§ **TASK DIRECTIONS**
Can you gather every line of the records below that contains the word "cliff"? Copy each such line in full, and treat case as significant.

+ + + + +

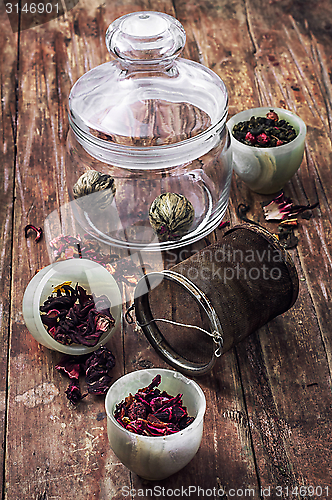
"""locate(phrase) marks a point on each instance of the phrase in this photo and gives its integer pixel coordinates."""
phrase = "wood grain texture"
(269, 399)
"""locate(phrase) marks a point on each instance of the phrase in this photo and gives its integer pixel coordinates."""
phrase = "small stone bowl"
(156, 458)
(91, 276)
(266, 170)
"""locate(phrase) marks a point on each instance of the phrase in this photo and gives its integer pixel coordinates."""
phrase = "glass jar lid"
(147, 97)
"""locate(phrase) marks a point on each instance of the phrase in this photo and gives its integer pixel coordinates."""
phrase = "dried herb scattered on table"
(264, 132)
(95, 367)
(71, 316)
(281, 208)
(151, 412)
(122, 269)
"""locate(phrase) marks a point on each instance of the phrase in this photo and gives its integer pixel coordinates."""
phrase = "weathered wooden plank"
(226, 449)
(53, 448)
(8, 71)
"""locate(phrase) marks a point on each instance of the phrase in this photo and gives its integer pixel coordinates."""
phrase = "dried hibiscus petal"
(72, 316)
(151, 412)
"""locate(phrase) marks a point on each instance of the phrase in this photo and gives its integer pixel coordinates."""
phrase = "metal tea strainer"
(200, 308)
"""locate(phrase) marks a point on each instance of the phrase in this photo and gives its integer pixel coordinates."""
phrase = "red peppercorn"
(263, 139)
(250, 138)
(272, 115)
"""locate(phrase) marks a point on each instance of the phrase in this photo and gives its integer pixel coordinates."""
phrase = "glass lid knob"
(145, 37)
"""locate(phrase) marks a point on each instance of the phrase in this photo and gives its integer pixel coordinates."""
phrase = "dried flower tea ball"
(91, 182)
(171, 215)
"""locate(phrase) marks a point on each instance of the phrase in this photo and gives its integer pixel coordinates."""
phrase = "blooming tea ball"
(92, 182)
(171, 215)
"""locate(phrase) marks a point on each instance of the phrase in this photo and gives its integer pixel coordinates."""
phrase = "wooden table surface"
(268, 418)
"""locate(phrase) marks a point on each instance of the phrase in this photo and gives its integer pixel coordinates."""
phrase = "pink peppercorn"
(263, 139)
(250, 138)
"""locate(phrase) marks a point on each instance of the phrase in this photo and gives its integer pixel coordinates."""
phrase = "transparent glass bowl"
(266, 170)
(156, 458)
(91, 276)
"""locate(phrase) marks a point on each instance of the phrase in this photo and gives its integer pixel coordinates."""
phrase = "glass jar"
(144, 124)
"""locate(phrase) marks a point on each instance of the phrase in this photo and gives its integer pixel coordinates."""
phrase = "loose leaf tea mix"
(264, 132)
(71, 316)
(151, 412)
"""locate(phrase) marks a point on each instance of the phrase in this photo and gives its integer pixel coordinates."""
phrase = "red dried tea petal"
(97, 367)
(263, 139)
(73, 392)
(250, 138)
(70, 365)
(82, 318)
(281, 208)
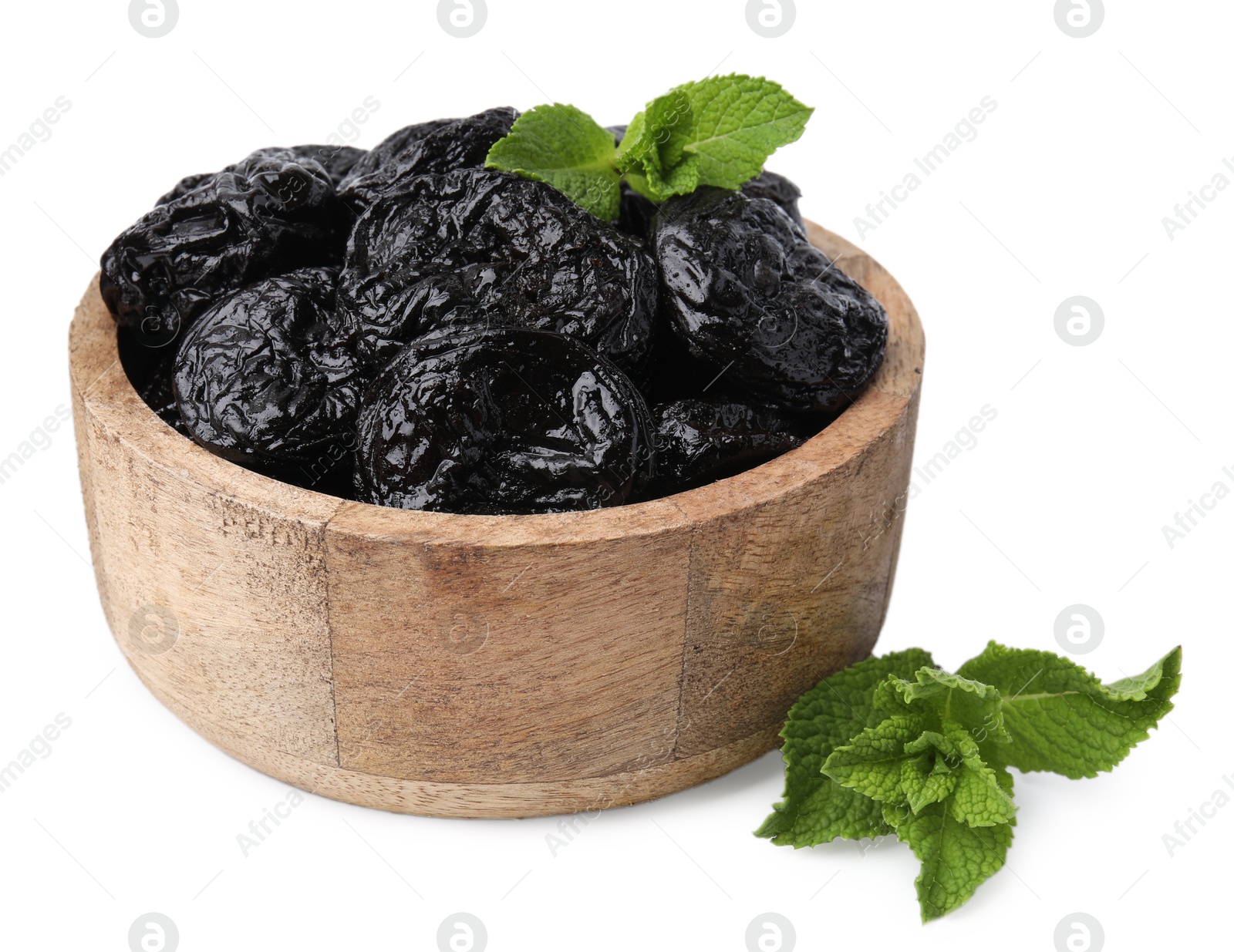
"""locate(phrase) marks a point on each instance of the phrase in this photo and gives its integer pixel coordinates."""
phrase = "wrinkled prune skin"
(699, 442)
(271, 214)
(480, 247)
(748, 294)
(337, 160)
(427, 148)
(503, 421)
(151, 375)
(267, 378)
(777, 189)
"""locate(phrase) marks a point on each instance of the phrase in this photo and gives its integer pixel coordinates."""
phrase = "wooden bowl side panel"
(219, 604)
(791, 587)
(787, 592)
(503, 666)
(506, 661)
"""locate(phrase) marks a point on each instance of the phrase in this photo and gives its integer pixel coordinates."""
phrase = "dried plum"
(699, 442)
(267, 378)
(750, 295)
(427, 148)
(337, 160)
(777, 189)
(478, 247)
(273, 212)
(501, 421)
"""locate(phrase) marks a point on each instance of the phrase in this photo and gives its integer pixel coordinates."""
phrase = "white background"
(1061, 501)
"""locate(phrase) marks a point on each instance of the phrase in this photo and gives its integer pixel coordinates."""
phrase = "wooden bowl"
(493, 665)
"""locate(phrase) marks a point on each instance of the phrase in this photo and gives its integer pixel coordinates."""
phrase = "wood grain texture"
(493, 666)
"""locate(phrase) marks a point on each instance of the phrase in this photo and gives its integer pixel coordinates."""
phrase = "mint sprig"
(717, 131)
(567, 148)
(896, 745)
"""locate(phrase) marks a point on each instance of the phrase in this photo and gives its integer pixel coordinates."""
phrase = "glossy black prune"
(480, 247)
(750, 295)
(337, 160)
(423, 150)
(273, 212)
(777, 189)
(267, 378)
(151, 374)
(699, 442)
(501, 421)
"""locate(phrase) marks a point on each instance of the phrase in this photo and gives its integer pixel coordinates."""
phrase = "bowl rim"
(103, 386)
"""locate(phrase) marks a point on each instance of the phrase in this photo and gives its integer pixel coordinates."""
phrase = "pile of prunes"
(405, 327)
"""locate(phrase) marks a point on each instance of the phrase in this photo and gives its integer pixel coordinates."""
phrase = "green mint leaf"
(814, 808)
(872, 762)
(719, 131)
(926, 779)
(974, 705)
(979, 798)
(1061, 718)
(565, 147)
(956, 857)
(900, 762)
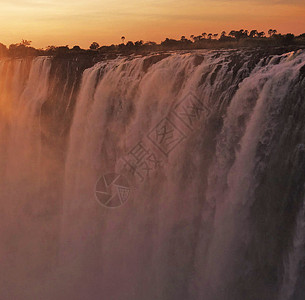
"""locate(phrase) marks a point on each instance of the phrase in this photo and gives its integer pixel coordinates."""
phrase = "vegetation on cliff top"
(234, 39)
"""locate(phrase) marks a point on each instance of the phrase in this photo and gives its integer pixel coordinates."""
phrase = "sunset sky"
(79, 22)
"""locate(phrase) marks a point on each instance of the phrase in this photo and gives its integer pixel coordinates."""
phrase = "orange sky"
(63, 22)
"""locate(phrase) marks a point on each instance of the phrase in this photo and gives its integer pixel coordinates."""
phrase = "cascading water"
(210, 145)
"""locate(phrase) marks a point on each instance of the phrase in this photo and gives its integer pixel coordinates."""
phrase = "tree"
(3, 50)
(261, 34)
(272, 32)
(94, 46)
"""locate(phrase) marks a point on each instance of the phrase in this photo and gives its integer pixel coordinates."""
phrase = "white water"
(184, 230)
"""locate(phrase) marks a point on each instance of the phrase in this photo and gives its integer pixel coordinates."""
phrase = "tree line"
(233, 39)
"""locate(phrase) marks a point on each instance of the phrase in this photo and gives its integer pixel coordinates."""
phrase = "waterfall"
(166, 176)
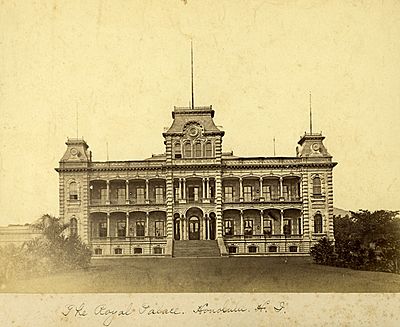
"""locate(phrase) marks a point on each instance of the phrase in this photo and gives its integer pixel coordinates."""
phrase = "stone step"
(195, 248)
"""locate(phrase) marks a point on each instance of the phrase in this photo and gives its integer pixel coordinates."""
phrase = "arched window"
(73, 191)
(317, 186)
(252, 249)
(208, 149)
(187, 150)
(232, 249)
(73, 227)
(197, 150)
(177, 150)
(318, 223)
(273, 248)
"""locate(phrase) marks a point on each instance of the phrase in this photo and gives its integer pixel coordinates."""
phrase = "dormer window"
(208, 149)
(197, 150)
(177, 151)
(73, 191)
(317, 186)
(187, 150)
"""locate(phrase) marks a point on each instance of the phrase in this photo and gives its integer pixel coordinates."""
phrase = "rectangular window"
(140, 195)
(228, 194)
(159, 229)
(103, 229)
(285, 192)
(103, 195)
(247, 193)
(229, 230)
(267, 227)
(121, 228)
(196, 194)
(299, 224)
(121, 196)
(287, 226)
(248, 227)
(159, 195)
(267, 192)
(140, 228)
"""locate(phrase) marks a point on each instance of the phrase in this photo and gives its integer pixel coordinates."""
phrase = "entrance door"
(194, 228)
(177, 230)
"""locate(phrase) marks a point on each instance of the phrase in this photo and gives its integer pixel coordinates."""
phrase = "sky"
(121, 66)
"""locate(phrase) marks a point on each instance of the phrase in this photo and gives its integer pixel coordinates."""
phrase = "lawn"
(244, 274)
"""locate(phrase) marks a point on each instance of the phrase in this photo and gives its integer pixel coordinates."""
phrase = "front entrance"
(194, 228)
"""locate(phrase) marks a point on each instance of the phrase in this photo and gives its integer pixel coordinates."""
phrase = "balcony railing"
(119, 239)
(255, 237)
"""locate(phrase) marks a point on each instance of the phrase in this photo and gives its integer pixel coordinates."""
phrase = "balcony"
(262, 237)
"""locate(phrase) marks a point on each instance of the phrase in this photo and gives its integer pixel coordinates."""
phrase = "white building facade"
(195, 196)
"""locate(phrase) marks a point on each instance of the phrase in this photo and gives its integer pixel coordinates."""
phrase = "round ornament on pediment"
(316, 147)
(193, 131)
(74, 152)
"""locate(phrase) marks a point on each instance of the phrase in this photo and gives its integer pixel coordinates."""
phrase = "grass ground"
(245, 274)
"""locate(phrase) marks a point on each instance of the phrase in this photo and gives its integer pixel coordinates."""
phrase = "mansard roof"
(184, 116)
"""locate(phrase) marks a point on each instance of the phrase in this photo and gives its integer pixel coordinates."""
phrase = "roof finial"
(310, 116)
(77, 121)
(191, 52)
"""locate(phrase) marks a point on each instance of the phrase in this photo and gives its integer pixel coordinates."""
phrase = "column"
(108, 192)
(262, 222)
(184, 228)
(127, 191)
(184, 188)
(241, 223)
(147, 191)
(127, 225)
(108, 224)
(147, 224)
(240, 189)
(204, 228)
(207, 227)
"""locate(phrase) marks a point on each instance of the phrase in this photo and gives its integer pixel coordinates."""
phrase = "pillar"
(108, 192)
(184, 188)
(108, 224)
(207, 228)
(204, 228)
(127, 191)
(127, 225)
(147, 191)
(147, 224)
(241, 223)
(240, 189)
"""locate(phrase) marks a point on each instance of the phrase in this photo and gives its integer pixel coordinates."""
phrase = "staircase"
(196, 249)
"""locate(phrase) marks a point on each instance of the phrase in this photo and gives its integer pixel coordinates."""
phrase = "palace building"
(196, 200)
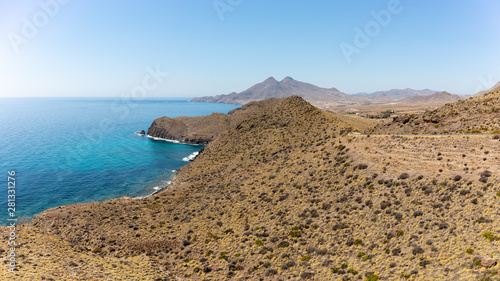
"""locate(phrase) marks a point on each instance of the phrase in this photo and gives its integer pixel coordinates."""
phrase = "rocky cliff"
(286, 193)
(203, 129)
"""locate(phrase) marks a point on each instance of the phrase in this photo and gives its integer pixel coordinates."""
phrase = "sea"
(62, 151)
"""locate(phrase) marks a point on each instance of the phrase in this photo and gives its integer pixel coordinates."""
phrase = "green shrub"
(352, 271)
(295, 232)
(97, 250)
(372, 277)
(305, 258)
(490, 236)
(358, 242)
(223, 255)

+ + + + +

§ **FULL ANSWER**
phrase = "vegetation on cliff top"
phrase = "rocky cliff"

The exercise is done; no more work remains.